• **Task instructions**: Extract the listing below in full, unchanged.

• **Supplied data**:
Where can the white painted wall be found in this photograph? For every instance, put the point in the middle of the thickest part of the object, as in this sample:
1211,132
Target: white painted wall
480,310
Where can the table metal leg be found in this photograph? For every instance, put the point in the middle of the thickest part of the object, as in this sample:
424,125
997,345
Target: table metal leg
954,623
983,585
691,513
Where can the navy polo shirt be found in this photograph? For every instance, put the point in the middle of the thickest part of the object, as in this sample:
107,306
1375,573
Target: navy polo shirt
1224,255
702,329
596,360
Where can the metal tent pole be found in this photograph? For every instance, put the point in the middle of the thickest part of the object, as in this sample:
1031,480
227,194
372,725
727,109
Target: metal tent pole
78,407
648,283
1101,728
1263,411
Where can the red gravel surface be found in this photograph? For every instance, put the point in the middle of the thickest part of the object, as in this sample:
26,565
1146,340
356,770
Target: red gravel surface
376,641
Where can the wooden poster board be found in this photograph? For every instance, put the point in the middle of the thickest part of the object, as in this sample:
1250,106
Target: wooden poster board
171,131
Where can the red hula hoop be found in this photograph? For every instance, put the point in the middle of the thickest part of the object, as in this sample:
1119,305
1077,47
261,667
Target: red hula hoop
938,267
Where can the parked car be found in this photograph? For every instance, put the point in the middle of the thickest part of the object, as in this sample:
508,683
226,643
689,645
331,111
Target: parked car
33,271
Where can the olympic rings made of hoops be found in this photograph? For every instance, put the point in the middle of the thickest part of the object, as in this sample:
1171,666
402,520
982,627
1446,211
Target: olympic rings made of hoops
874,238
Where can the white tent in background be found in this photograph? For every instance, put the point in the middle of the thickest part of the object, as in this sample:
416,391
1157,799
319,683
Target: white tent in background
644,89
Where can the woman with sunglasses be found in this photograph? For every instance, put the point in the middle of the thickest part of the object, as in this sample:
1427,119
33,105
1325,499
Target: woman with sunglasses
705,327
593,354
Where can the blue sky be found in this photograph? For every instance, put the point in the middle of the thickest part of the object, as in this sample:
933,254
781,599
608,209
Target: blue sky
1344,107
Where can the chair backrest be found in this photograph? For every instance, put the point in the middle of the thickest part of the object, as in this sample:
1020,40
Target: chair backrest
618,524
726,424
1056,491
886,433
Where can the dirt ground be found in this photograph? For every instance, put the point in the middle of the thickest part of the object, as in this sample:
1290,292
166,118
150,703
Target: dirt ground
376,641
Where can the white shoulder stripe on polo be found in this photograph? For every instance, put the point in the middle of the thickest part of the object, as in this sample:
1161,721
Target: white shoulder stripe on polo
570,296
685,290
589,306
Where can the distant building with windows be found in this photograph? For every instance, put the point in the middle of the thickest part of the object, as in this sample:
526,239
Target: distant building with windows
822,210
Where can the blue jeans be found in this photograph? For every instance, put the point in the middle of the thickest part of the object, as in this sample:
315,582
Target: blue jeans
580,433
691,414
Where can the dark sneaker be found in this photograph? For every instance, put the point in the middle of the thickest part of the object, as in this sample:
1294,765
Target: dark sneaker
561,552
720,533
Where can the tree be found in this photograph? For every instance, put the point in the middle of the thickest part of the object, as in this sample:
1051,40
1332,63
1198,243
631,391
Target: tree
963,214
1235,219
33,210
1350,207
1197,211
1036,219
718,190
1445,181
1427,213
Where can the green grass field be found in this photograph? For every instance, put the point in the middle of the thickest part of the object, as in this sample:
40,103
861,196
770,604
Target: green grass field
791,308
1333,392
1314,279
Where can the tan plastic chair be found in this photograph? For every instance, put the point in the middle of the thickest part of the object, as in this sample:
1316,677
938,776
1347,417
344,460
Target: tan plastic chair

• **Finished exercise**:
Where can the white painted wall be found in this photograph? For every instance, put the point in the middle of the thickest part of the object, as in this sample:
1211,132
Target: white painted wall
480,310
Where can the table metal leg be found in this photograph? For every instance, put the point in the middle of the thickest part of the object, as in this sample:
424,125
997,345
Target: table metal leg
954,623
983,585
691,513
Where can the navy polo shirt be found in this photograph? For every instance, put the point in the middle of the thickest part of the object, as in this sample:
107,306
1375,573
Target: navy polo shirt
1224,255
702,329
596,360
Where can the metal tent pole be found in this photograph? For every instance, put the point in the middle of the thickest part of the object, as in this sample:
1031,480
227,194
372,725
727,109
Target: metal tent pole
78,407
648,283
1101,728
1263,411
Where can the red gravel surface be found in this photograph? For every instance, put the point in the middle of the thickest part of the object, as in this sample:
26,565
1146,340
356,770
Target: red gravel surface
376,641
Where can the wooden poster board be found in this photograph? For every instance, put the point in the middle of the thickest part of the object, as in this sample:
1250,106
Target: wooden poster board
171,131
Where can the red hula hoop be found in this photograph? For every instance, put the point in the middle of the thickest part of the object, as in this sample:
1119,305
1077,47
261,667
Target: red hula hoop
938,267
Where can the parked car be found in this photograph? For every instance, put the point in the middle of the thickest part of the object, as in this sample:
508,683
226,643
689,645
331,111
Target: parked car
33,271
Where can the olympic rings made of hoops be found in this photograph? For every instance, put the point in the middle of the thickest part of the object, as in this sample:
1171,666
402,520
982,627
1446,211
Target: olympic rings made of hoops
874,238
Where can the white tent in background be found in this photograph? For every instance, put the point in the middle of the thickest part of the object, as in this sample:
416,391
1157,799
319,683
Target: white tent in background
644,89
Where can the woman with sunglasses be found in this photograph? For every instance, put the point in the middle of the thickest part of the object, as in this sample:
1427,119
33,105
1325,499
Target: woman with sunglasses
705,327
593,354
Where can the blue sky be found in this photograph? For every instance, put the point in the middle of the thickest part of the object, as in this sample:
933,254
781,599
608,209
Target: blue sky
1344,107
Where can the chair backrest be found in this photograph? For every instance, put the point in the middle of the thickest part of the object, as in this sample:
1020,40
Target: chair backrest
618,524
726,424
1056,491
886,433
Where can the dirt ground be found in this photograph? For every instance, put the point in the middle of the thickest part of the object, as in this sample:
1290,292
166,118
150,703
Target: dirt ground
376,641
Where can the white shoulder stripe on polo be found in this photograph? For every instance, put the point in the middle of the thickest part of the object, as in this sample:
1161,721
Target: white shoulder stripe on polo
570,296
685,290
589,306
Where can the distant building with windows be found in this photograph? For every instance, put the point in the middle of the thickest part of the object, as in this sample:
526,239
Target: distant building with windows
822,210
Where can the blue jeans be found in this photograph? For every instance, put the point in the middle of the thickest part of the object, as in this sample:
315,582
Target: blue jeans
580,433
691,414
Where can the dark sneaker be found in this photograph? For every instance, put the point in the middle of the thickest part of the object, as in this sample:
1294,765
Target: dark sneaker
561,552
720,533
Where can the tree be found in this photograph? For every instance, put the point in the middle of the thickest part of the object, as in this sample:
1051,40
1332,63
1198,243
631,391
Target: tree
963,214
1235,219
33,210
1350,207
1197,211
1036,219
718,190
1445,181
1427,213
Where can the green grass field be found in this photograph? For every instance, put the point in the middle of the thickest part of the object, as in this sample:
40,103
861,196
770,604
Target: green grass field
791,308
1333,392
1314,279
Where can the tan plastic chair be found in this photograph? For every instance, put the point in the middle of the thickest part of the object, as in this sample:
1316,677
938,776
1347,417
344,460
Target: tan plastic chair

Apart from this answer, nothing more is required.